--- EXCERPTED RECORDS ---

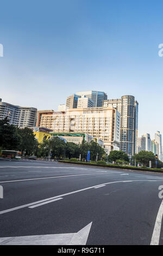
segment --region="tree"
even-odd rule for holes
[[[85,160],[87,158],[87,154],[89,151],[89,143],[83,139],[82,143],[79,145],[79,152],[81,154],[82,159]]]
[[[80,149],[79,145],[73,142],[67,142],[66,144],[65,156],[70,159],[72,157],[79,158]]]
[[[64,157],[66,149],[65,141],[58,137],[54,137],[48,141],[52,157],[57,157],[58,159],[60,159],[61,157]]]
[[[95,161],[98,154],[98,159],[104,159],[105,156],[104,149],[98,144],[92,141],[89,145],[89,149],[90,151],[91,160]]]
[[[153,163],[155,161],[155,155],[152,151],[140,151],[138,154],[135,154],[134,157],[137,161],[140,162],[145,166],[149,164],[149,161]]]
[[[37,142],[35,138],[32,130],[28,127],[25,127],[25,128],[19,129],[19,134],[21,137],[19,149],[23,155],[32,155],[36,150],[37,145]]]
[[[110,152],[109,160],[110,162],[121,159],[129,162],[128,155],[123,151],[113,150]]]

---
--- EXCERPTED RECORDS ---

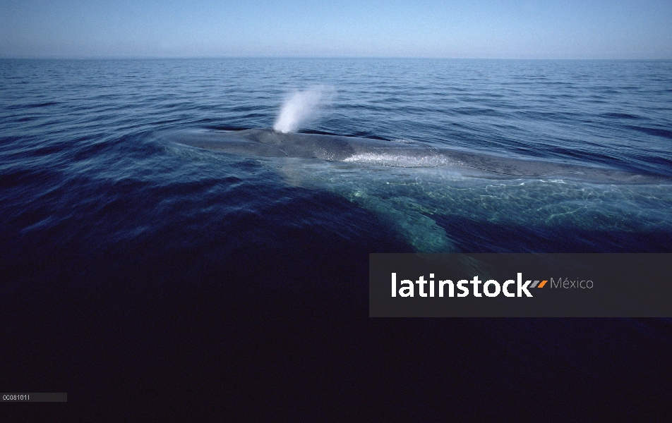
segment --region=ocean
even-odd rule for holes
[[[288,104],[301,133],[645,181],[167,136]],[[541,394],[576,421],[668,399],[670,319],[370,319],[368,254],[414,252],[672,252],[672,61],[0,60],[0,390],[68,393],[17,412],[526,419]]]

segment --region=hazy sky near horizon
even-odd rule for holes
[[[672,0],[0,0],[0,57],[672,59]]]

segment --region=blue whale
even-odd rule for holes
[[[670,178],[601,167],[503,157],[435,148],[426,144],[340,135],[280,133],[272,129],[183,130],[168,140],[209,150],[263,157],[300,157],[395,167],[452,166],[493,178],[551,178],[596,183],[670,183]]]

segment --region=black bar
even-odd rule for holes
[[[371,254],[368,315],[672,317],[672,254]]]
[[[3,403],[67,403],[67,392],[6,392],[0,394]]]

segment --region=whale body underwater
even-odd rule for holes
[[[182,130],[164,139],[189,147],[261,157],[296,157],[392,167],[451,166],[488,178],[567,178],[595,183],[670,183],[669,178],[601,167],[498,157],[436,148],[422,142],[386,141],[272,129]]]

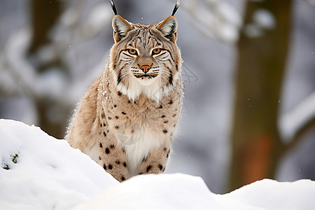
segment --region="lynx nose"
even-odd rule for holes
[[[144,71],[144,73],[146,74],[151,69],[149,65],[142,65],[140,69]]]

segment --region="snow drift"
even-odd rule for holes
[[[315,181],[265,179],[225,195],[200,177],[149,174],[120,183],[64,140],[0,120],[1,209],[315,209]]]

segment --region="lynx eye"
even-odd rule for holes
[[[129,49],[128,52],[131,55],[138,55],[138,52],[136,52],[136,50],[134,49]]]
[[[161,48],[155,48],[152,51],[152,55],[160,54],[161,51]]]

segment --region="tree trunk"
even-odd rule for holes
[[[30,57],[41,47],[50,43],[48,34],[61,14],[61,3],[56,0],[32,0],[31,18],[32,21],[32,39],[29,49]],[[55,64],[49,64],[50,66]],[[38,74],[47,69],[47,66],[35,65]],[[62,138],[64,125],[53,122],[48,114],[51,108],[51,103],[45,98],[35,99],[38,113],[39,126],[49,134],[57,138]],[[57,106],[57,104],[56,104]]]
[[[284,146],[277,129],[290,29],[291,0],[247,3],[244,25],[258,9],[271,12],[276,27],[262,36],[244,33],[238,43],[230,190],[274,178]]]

---
--- EXCERPTED RECORDS ---

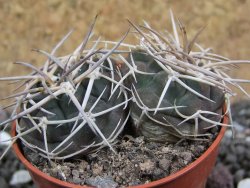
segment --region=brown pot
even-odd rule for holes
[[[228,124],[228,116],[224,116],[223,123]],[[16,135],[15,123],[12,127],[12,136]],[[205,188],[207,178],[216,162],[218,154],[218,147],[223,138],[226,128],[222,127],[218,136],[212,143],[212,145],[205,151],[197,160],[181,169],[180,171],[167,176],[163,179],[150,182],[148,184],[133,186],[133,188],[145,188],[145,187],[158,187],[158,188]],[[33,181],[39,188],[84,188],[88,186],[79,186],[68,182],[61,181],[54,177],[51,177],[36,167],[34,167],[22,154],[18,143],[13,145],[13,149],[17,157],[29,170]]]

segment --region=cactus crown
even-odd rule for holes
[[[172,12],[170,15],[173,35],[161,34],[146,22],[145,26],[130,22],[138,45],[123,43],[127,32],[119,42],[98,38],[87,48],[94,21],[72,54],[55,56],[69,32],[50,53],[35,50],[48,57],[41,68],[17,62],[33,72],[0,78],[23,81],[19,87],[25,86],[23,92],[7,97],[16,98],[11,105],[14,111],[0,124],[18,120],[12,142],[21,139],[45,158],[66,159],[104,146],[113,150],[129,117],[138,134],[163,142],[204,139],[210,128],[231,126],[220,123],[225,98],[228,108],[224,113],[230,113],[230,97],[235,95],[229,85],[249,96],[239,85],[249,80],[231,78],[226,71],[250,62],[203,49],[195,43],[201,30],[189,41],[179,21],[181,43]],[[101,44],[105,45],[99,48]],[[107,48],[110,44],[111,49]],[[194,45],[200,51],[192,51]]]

---

:: EXERCISE ::
Reproduce the entries from the line containing "segment --region=ocean" through the line containing "[[[3,403],[67,403],[67,392],[6,392],[0,394]]]", keeping every line and adding 122 to each polygon coordinate while leaving all other text unchanged.

:: EXERCISE SOLUTION ::
segment --region=ocean
even-odd rule for holes
[[[410,226],[423,255],[767,303],[289,258]],[[663,516],[698,543],[790,521],[792,441],[492,441],[490,376],[536,374],[794,374],[794,183],[122,182],[122,512],[190,515],[139,534],[648,541]]]

segment --region=hazy sky near horizon
even-odd rule for holes
[[[794,122],[122,122],[122,179],[794,181]]]

segment --region=blue whale
even-odd rule for holes
[[[792,300],[723,289],[625,279],[557,270],[548,266],[462,257],[402,255],[394,251],[305,252],[290,262],[331,272],[385,279],[422,279],[517,289],[574,288],[615,300],[673,300],[718,305],[792,305]]]

segment --region=black bar
even-odd rule for holes
[[[493,376],[490,437],[794,439],[794,376]]]
[[[125,525],[189,525],[189,514],[128,514],[122,516]]]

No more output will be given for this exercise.